> [KUMPULAN LATIHAN]:
**1)** Ringkaslah teks bacaan tentang risiko inflasi dalam dua kalimat.
**2)** Tuliskan lanjutan teks bacaan tentang risiko inflasi, dimulai setelah kalimat terakhirnya.

> [TEKS BACAAN]:
━━━━━━━━━━━━━━━━━━━━

Ia menyebut risiko terbesar adalah imported inflation, yakni pelemahan kurs yang membuat harga berbagai barang di dalam negeri meningkat. Selain itu, kebijakan pemerintah yang 'memaksa' masyarakat membeli BBM jenis Pertamax dengan menerapkan kebijakan beli BBM subsidi jenis pertalite dan solar dengan aplikasi MyPertamina juga dapat memicu kenaikan inflasi.
Tidak hanya itu, pemberlakuan MyPertamina sebagai kewajiban beli Pertalite juga bisa meningkatkan jumlah orang miskin baru. Ia juga khawatir hal tersebut membuahkan pelemahan konsumsi rumah tangga yang signifikan.
Pelemahan sebenarnya sudah tercium dari peralihan atau migrasi yang dilakukan masyarakat dari pertamax ke pertalite saat pemerintah menaikkan harganya beberapa waktu lalu.

━━━━━━━━━━━━━━━━━━━━

> [CUPLIKAN DATA]:
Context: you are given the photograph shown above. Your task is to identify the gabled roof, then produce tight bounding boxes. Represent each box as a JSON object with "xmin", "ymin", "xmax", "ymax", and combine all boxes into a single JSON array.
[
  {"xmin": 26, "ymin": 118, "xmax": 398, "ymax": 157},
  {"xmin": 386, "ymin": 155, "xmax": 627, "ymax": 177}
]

━━━━━━━━━━━━━━━━━━━━

> [JAWABAN TERTULIS]:
**1)** Risiko terbesar yang disebut adalah imported inflation akibat pelemahan kurs, sedangkan kewajiban membeli Pertalite dan solar bersubsidi lewat aplikasi MyPertamina juga dapat memicu kenaikan inflasi dan menambah jumlah orang miskin baru. Kebijakan itu dikhawatirkan menyebabkan pelemahan konsumsi rumah tangga yang signifikan, dan pelemahan ini sudah tercium dari migrasi masyarakat dari Pertamax ke Pertalite saat pemerintah menaikkan harga beberapa waktu lalu.

**2)**
"Bayangkan orang miskin harus punya gadget, beli pulsa dulu untuk dapatkan haknya. Sementara hanya 14 persen desil terbawah atau rumah tangga miskin yang gunakan internet," imbuh Bhima.
Terkait pernyataan Kemenkeu yang menyebut inflasi Juni ini masih moderat, Bhima mengatakan itu karena produsen masih tahan harga.
"Dan administered prices atau harga energi subsidi masih dijaga pemerintah. Sampai kuartal I 2022 inflasi harga produsen sebenarnya sudah 9 persen yoy," imbuhnya.
Oleh karena itu, ia meminta pemerintah untuk menahan dulu pembatasan subsidi BBM, LPG 3 kg, dan tarif listrik. Apalagi, APBN masih surplus Rp132 triliun per Mei 2022.
Ia berpendapat pemerintah bisa menahan subsidi dengan beberapa opsi. Pertama, alihkan windfall penerimaan dari komoditas ke subsidi energi.
Kedua, alihkan sebagian dana pemulihan ekonomi nasional (PEN) yang belum terserap untuk tambah kompensasi BBM dan listrik. Ketiga, tunda proyek infrastruktur yang belum prioritas.
Sementara itu, Ekonom Center of Reform on Economics (Core) Indonesia Yusuf Rendy Manilet mengatakan proyeksi ekonomi Indonesia di paruh kedua 2022 tergantung pada beberapa hal.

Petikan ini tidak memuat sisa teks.